What you have to do —
Transcribe each of the following rows verbatim, preserving every character, space, and line break.

Stored dataset items —
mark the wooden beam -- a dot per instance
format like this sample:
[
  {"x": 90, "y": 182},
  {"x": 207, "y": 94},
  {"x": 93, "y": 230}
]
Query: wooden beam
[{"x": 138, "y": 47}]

Final result —
mark the wooden beam -- a dot per instance
format like this sample:
[
  {"x": 90, "y": 182},
  {"x": 207, "y": 94},
  {"x": 93, "y": 230}
]
Query: wooden beam
[{"x": 138, "y": 47}]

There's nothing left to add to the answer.